» Texte extrait:
----

Affaire de tentative de coup d’État: l’ONU demande l’abandon des poursuites contre Ras Bath et ses coaccusés
Les poursuites engagées contre le journaliste Ras Bath et ses coaccusés et leur maintien en détention ne sont ni plus ni moins que du harcèlement judiciaire sur fond d’instrumentalisation politique, tel est le verdict des experts de l’ONU sur cette affaire dite de tentative de déstabilisation des institutions de la Transition. Selon un communiqué du Haut-commissariat des droits de l’homme des Nations-Unies publié ce jeudi 8 avril à Genève, les arrestations du journaliste Mohamed Youssouf BATHILY, connu sous le nom de Ras Bath, ainsi que de Vital Robert DIOP, Souleymane KANSAYE, Mahamadou KONE et Aguibou Macky TALL ont été effectuées sans l’implication d’aucune autorité judiciaire et en dehors de tout cadre légal.
Pour les trois experts de l’ONU commis sur cette affaire, au lieu de s’acharner sur un pauvre journaliste et d’inoffensifs fonctionnaires de l’État, les autorités maliennes et la justice du pays devraient faire « preuve de la même diligence et de la même détermination pour poursuivre ou punir les auteurs présumés de graves violations des droits de l’homme et atteintes à ces droits, dont certains pourraient constituer des crimes de guerre et des crimes contre l’humanité comme le souligne, par exemple, le rapport de la Commission d’enquête internationale pour le Mali de juin 2020 ». Ce que les experts exigent des autorités de notre pays, l’abandon des poursuites contre Ras Bath et ses coaccusés et le respect scrupuleux des obligations pertinentes du Mali en matière de droits de l’homme. Voici le communiqué du Haut-commissariat des droits de l’homme des Nations-Unies publié ce jeudi 8 avril à Genève.

----

» Lignes de données:

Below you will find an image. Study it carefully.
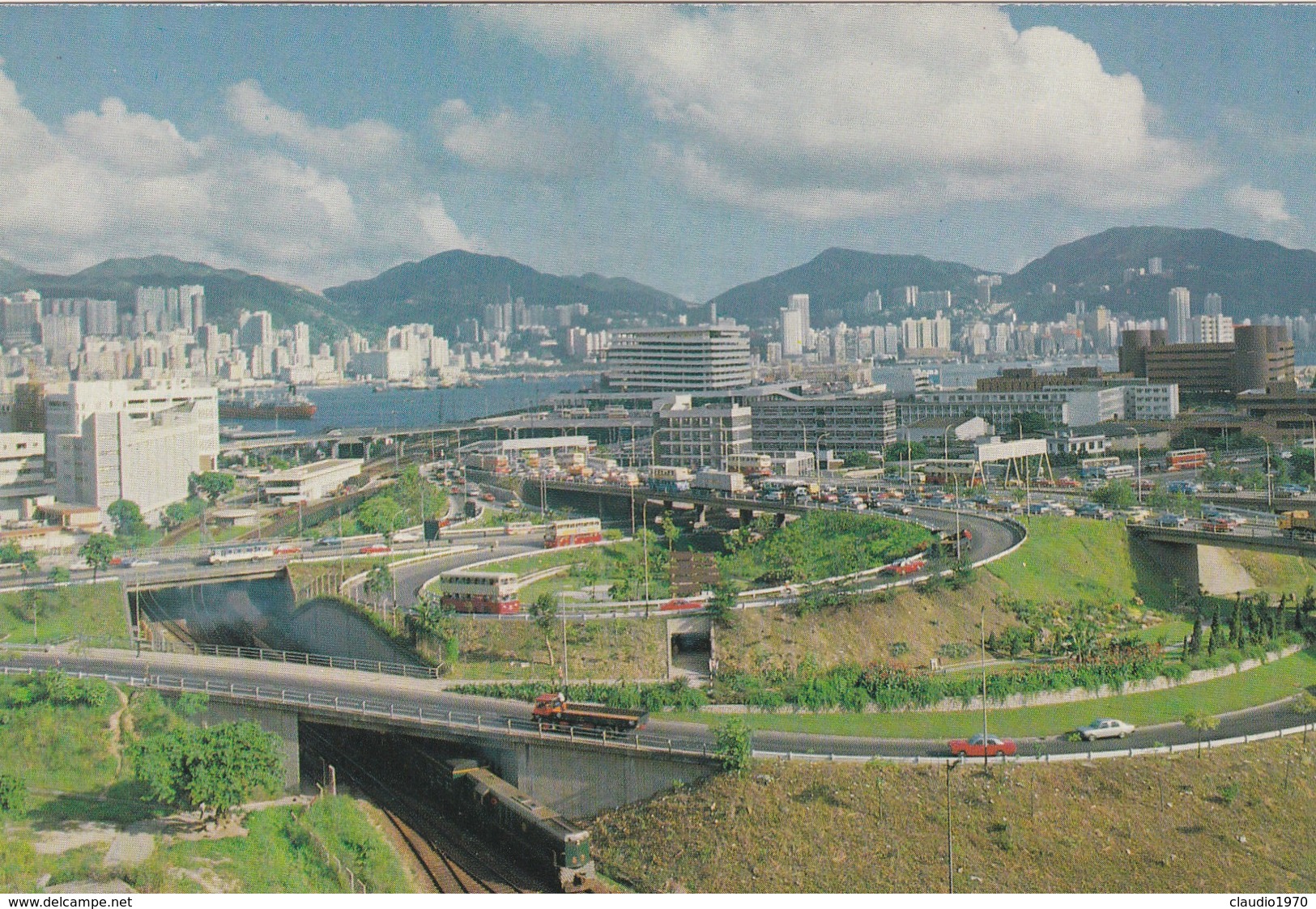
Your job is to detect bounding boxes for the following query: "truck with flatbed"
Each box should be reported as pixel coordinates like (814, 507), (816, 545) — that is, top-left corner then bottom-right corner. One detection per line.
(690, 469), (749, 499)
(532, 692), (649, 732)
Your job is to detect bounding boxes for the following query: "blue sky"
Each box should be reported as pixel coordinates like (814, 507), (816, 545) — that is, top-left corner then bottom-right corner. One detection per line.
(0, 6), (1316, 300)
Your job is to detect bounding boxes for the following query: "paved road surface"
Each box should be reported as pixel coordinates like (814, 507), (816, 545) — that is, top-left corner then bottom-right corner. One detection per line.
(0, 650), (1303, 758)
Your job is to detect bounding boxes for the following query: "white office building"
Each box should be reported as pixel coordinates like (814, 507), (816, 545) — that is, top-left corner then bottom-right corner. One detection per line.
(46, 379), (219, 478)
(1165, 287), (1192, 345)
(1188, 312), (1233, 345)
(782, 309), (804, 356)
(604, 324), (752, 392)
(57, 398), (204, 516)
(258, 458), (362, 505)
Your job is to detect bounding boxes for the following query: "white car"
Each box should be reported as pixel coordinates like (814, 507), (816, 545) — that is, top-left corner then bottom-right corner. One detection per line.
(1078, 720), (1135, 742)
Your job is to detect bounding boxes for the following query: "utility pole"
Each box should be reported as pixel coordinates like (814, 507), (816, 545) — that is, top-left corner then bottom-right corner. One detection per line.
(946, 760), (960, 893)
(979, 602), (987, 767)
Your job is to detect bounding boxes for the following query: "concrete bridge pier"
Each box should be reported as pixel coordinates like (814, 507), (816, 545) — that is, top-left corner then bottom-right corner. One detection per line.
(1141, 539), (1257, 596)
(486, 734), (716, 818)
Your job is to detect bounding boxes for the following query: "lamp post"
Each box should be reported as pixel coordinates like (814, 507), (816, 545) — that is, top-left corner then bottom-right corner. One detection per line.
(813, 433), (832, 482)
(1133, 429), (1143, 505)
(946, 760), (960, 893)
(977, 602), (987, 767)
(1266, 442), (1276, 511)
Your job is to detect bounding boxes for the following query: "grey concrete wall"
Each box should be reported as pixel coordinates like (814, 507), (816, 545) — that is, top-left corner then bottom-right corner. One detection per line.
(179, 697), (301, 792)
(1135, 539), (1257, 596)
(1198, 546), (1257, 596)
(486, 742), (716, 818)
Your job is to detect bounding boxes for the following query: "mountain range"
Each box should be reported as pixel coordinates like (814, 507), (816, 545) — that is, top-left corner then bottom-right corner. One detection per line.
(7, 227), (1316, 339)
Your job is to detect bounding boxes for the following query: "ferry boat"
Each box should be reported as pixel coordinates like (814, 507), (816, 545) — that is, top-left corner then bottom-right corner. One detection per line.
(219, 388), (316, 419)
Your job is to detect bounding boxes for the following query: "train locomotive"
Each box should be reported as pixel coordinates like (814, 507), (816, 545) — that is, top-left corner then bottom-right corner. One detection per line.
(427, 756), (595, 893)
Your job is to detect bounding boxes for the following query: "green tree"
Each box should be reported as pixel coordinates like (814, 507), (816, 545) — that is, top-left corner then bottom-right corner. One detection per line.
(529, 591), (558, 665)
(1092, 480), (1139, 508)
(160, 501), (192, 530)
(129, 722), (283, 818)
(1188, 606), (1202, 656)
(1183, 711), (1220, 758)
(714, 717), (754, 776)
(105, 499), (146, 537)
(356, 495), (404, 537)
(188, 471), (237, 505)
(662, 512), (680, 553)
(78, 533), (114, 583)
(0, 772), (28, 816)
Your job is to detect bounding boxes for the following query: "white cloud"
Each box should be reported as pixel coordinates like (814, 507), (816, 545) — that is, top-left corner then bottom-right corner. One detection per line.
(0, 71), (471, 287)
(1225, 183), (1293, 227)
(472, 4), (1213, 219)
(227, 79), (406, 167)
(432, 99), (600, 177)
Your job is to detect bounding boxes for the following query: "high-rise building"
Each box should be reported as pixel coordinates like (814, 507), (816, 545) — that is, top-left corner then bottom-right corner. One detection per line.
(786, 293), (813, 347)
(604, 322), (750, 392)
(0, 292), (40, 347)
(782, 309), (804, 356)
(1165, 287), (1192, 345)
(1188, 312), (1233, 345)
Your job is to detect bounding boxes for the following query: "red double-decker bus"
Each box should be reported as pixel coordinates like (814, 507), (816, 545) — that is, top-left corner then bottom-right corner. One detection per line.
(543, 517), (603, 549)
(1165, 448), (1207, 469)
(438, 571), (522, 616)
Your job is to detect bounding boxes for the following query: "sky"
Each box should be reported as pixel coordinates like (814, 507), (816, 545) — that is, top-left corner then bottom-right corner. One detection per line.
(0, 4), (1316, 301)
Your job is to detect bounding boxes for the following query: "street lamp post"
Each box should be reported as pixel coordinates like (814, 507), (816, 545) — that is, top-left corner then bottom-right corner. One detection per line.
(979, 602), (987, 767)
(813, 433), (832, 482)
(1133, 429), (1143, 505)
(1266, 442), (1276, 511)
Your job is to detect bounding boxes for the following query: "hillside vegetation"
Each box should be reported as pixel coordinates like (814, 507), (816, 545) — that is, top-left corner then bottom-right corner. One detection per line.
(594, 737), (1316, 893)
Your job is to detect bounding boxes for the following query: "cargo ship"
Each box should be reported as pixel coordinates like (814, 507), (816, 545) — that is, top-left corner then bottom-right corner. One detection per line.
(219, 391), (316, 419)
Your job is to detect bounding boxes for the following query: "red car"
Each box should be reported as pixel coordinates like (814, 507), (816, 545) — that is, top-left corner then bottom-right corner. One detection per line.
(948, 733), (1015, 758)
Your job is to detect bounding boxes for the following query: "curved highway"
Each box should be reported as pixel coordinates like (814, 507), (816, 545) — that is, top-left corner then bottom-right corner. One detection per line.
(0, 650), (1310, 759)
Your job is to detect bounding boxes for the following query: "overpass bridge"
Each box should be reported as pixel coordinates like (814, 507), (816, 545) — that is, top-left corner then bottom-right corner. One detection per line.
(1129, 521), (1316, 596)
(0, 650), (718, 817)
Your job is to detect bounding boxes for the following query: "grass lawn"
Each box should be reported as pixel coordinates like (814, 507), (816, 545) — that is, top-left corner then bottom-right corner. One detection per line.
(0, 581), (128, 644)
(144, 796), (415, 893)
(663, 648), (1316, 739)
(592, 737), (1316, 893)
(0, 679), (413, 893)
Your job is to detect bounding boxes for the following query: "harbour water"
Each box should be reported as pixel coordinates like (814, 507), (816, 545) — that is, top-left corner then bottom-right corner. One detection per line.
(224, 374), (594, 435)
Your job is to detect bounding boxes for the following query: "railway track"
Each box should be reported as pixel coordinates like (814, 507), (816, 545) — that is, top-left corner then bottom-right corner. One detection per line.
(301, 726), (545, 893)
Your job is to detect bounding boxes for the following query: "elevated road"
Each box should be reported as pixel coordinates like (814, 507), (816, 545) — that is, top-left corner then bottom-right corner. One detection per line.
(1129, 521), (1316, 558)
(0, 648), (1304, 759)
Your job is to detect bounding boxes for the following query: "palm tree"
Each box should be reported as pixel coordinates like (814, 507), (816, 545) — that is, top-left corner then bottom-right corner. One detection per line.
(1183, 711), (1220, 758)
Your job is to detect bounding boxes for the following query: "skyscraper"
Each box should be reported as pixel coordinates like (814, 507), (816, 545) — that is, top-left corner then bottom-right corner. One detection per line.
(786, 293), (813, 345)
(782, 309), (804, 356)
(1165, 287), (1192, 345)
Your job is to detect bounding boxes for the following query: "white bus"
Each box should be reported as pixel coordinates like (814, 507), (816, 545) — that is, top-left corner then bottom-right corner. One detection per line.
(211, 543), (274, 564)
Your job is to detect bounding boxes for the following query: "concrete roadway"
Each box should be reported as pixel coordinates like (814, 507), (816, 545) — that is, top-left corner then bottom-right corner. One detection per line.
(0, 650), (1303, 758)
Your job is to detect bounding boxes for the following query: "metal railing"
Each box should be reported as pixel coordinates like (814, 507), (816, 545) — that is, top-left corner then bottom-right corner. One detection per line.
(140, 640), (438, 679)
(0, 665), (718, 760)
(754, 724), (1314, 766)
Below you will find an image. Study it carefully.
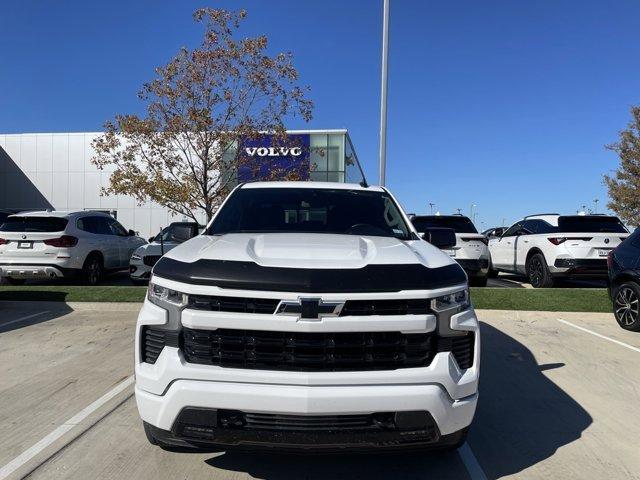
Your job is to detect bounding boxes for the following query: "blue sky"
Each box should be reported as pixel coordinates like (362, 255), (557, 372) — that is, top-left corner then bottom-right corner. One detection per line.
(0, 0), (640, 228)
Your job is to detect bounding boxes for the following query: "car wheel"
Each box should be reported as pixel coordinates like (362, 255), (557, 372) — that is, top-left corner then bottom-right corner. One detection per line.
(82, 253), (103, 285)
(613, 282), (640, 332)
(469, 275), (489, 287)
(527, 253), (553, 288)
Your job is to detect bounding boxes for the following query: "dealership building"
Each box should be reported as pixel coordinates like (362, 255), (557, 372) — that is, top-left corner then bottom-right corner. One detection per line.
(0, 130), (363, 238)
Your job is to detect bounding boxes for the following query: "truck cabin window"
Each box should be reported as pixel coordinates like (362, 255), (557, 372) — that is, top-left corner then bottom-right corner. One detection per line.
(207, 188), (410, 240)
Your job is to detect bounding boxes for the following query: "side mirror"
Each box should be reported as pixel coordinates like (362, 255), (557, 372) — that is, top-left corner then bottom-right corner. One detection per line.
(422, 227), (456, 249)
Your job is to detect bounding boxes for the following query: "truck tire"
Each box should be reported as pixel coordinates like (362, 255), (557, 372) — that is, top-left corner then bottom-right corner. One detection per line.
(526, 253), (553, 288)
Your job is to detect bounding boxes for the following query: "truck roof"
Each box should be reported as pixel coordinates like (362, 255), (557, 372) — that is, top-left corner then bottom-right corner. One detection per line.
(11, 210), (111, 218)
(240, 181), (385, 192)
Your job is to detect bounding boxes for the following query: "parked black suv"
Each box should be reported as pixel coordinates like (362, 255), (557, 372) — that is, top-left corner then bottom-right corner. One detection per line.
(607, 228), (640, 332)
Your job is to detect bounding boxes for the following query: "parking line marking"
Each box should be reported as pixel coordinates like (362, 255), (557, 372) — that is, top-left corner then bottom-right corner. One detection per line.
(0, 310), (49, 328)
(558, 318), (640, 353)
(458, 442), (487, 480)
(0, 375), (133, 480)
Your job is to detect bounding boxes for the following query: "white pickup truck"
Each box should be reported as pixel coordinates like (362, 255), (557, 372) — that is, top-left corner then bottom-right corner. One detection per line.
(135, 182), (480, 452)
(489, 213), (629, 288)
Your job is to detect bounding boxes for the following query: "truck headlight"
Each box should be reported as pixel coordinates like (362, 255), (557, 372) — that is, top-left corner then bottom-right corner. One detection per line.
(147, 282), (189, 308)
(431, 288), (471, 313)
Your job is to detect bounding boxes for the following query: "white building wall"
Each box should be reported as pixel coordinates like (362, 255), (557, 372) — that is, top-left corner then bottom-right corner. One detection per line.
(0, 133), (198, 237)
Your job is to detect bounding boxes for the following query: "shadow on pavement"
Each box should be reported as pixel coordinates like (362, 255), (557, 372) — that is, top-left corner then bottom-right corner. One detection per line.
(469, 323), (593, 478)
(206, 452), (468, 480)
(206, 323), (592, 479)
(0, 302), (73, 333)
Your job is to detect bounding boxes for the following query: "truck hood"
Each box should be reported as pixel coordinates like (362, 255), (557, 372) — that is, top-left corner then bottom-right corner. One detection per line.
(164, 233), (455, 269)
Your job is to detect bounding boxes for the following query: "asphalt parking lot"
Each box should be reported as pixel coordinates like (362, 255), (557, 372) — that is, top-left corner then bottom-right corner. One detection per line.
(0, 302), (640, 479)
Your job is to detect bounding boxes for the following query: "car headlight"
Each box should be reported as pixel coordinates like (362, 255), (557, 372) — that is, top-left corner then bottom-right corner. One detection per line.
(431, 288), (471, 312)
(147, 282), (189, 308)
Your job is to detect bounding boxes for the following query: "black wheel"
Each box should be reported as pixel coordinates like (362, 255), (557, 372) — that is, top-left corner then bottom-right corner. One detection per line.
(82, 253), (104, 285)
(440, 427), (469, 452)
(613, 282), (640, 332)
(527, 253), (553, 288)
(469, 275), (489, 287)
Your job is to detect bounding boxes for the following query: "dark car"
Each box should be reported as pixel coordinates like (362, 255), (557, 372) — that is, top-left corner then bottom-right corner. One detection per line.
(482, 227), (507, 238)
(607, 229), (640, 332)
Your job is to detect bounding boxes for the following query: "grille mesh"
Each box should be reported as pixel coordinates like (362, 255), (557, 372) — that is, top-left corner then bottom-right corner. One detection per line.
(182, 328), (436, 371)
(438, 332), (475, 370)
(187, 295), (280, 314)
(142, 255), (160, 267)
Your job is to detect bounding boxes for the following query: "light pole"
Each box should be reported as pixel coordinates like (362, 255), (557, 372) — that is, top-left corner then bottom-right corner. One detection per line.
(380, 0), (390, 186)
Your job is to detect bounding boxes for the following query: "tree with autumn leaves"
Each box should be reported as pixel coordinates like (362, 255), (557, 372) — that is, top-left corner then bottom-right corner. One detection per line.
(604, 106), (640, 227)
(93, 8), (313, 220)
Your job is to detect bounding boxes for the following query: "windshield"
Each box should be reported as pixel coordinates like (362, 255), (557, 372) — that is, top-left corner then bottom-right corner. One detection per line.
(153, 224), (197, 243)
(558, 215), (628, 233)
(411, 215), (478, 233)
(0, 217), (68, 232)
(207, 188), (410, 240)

----

Recopiez mot pour mot le passage du texte extrait allant de « Affaire de tentative » à « tout cadre légal. ». Les lignes de données forment un matériau indépendant du texte extrait.

» Réponse rédigée:
Affaire de tentative de coup d’État: l’ONU demande l’abandon des poursuites contre Ras Bath et ses coaccusés
Les poursuites engagées contre le journaliste Ras Bath et ses coaccusés et leur maintien en détention ne sont ni plus ni moins que du harcèlement judiciaire sur fond d’instrumentalisation politique, tel est le verdict des experts de l’ONU sur cette affaire dite de tentative de déstabilisation des institutions de la Transition. Selon un communiqué du Haut-commissariat des droits de l’homme des Nations-Unies publié ce jeudi 8 avril à Genève, les arrestations du journaliste Mohamed Youssouf BATHILY, connu sous le nom de Ras Bath, ainsi que de Vital Robert DIOP, Souleymane KANSAYE, Mahamadou KONE et Aguibou Macky TALL ont été effectuées sans l’implication d’aucune autorité judiciaire et en dehors de tout cadre légal.